Task description: Count the lines of the records below that contain the word "square", matching case exactly. Reply with the number alone.

Data listing:
-- Start --

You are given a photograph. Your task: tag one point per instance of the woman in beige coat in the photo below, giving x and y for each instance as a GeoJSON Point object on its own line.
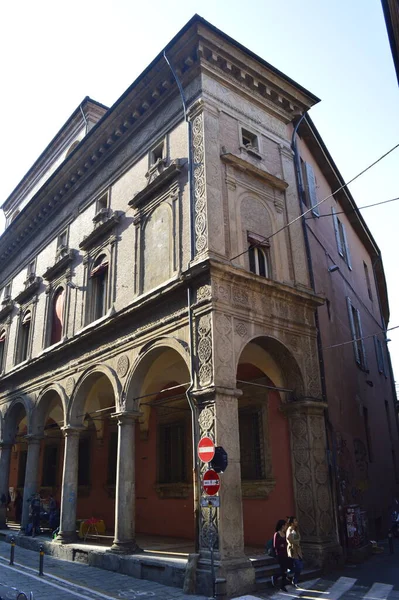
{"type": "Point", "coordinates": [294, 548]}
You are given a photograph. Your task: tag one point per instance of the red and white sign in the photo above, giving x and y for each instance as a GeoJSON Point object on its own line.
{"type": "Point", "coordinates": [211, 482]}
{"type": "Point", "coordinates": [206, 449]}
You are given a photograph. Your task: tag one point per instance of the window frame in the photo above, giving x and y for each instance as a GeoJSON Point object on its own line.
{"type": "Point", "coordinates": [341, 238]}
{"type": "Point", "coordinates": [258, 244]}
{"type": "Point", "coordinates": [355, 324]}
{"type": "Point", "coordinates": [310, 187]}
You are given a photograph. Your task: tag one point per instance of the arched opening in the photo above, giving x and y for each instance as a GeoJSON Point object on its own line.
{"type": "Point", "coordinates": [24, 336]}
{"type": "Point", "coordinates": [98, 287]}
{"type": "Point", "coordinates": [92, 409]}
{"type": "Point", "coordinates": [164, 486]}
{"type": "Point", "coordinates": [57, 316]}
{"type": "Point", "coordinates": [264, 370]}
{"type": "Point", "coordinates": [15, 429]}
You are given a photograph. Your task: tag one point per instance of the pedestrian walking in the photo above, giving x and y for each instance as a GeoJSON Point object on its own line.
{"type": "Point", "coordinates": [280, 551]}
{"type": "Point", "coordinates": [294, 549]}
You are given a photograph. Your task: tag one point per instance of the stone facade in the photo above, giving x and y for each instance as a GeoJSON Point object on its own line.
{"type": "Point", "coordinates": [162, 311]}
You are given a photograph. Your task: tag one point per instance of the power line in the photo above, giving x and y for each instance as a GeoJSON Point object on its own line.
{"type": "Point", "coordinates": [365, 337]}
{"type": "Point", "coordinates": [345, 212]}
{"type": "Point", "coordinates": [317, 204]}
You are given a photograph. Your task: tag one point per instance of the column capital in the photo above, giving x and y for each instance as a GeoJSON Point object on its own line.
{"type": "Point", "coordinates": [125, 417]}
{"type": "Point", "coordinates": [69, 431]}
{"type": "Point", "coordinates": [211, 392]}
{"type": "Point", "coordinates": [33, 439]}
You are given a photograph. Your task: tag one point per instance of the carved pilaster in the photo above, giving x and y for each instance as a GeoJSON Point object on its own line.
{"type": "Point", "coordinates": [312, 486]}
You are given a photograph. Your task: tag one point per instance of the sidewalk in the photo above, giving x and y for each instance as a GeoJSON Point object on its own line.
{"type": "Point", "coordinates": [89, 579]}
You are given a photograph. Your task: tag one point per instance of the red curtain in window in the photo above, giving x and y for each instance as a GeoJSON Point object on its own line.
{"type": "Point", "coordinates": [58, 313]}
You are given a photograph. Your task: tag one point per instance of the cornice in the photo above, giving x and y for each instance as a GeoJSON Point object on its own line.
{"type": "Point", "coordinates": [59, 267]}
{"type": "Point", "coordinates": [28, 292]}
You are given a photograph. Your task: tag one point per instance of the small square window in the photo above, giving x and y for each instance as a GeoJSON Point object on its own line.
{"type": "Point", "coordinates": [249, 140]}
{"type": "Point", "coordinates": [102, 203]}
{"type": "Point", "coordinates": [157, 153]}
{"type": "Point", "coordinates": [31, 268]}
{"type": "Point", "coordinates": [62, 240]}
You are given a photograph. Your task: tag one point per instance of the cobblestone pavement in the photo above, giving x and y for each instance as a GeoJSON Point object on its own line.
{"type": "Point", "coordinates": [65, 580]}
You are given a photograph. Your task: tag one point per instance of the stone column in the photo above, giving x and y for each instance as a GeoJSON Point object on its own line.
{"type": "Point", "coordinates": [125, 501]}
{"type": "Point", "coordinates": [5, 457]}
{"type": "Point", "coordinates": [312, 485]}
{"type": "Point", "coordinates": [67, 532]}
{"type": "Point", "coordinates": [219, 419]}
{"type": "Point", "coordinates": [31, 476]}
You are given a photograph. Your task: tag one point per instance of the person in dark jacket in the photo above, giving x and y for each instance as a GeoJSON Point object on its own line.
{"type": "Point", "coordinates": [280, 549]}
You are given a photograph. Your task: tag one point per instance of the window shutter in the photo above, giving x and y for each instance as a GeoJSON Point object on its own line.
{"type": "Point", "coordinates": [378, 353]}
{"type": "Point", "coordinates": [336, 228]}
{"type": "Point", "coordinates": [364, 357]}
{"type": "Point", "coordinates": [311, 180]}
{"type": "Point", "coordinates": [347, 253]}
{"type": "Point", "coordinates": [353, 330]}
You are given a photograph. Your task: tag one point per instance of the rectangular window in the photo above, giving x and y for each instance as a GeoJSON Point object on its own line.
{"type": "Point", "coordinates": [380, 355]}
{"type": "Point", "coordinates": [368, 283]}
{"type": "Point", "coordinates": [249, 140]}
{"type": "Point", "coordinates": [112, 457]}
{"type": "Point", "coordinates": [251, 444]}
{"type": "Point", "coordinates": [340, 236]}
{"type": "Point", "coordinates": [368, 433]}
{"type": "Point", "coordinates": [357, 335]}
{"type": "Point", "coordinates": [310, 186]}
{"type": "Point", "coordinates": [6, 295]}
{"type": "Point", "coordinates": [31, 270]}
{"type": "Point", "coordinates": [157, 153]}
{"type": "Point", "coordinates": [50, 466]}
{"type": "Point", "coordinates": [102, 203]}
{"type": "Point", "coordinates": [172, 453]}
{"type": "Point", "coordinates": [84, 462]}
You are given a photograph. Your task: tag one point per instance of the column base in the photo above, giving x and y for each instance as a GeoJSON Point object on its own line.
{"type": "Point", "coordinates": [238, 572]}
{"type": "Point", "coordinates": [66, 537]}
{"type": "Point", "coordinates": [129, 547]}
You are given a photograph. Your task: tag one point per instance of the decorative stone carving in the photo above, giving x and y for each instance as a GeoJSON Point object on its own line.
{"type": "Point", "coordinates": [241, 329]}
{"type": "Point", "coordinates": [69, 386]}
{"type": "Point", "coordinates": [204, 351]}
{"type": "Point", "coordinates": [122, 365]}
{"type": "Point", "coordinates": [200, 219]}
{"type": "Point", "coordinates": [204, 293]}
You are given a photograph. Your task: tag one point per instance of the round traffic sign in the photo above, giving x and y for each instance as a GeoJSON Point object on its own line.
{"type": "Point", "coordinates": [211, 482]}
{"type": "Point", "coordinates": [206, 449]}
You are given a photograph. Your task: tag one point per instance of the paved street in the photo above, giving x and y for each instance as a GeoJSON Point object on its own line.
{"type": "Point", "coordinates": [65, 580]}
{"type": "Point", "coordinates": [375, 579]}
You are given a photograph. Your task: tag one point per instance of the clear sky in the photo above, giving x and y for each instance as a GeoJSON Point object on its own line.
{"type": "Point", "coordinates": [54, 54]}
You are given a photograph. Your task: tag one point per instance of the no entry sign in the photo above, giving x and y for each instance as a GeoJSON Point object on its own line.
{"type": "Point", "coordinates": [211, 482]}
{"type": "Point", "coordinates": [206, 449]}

-- End --
-- Start --

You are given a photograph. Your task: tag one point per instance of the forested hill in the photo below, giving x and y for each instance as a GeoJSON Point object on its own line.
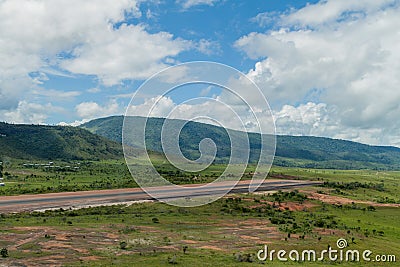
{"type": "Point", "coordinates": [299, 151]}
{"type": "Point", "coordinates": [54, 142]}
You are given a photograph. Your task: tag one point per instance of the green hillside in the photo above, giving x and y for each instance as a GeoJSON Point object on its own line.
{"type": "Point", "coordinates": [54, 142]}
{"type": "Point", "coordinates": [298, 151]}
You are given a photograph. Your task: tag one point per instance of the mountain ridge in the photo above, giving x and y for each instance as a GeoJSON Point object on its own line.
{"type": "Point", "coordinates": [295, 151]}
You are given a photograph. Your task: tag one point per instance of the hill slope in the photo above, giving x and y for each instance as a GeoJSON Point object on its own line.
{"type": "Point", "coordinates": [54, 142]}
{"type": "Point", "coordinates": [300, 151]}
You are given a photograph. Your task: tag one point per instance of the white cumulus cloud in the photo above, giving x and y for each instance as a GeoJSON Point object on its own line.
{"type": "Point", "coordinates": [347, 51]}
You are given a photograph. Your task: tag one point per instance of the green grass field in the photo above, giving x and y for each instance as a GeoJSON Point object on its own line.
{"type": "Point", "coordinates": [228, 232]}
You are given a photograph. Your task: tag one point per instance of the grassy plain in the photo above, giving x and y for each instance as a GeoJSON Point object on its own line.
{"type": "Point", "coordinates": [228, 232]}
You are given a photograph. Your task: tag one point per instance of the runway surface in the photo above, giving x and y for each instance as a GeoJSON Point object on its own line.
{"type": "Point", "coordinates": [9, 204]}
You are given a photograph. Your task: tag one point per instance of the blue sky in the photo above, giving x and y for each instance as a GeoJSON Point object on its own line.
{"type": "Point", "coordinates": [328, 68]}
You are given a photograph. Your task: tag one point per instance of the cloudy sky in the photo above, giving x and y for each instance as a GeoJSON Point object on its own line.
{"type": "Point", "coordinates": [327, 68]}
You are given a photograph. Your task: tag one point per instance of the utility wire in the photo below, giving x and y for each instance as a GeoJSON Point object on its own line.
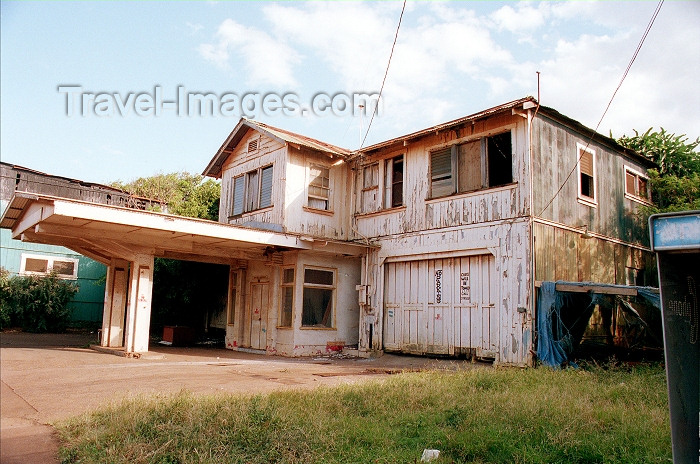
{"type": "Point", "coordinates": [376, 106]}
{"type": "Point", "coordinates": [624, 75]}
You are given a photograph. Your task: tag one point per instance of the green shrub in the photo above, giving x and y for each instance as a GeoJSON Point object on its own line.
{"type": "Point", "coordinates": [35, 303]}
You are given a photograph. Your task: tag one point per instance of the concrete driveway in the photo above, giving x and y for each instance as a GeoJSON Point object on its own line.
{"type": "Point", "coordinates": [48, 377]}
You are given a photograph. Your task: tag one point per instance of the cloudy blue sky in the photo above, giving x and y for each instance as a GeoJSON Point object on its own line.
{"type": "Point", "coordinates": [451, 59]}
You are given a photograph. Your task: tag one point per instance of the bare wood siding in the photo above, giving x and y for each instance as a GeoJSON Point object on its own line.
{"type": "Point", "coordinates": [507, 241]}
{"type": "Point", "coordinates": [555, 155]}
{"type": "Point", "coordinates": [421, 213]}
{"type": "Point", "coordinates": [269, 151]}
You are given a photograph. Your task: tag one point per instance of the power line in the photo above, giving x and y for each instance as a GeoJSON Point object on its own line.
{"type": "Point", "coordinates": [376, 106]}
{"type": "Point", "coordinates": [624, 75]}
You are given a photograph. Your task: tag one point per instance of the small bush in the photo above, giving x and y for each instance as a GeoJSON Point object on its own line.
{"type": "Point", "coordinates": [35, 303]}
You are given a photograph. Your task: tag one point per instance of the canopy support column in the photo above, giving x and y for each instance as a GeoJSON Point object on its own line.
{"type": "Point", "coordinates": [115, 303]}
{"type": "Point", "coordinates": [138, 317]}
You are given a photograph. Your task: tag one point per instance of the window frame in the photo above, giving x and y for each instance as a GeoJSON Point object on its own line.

-- End --

Solution: 1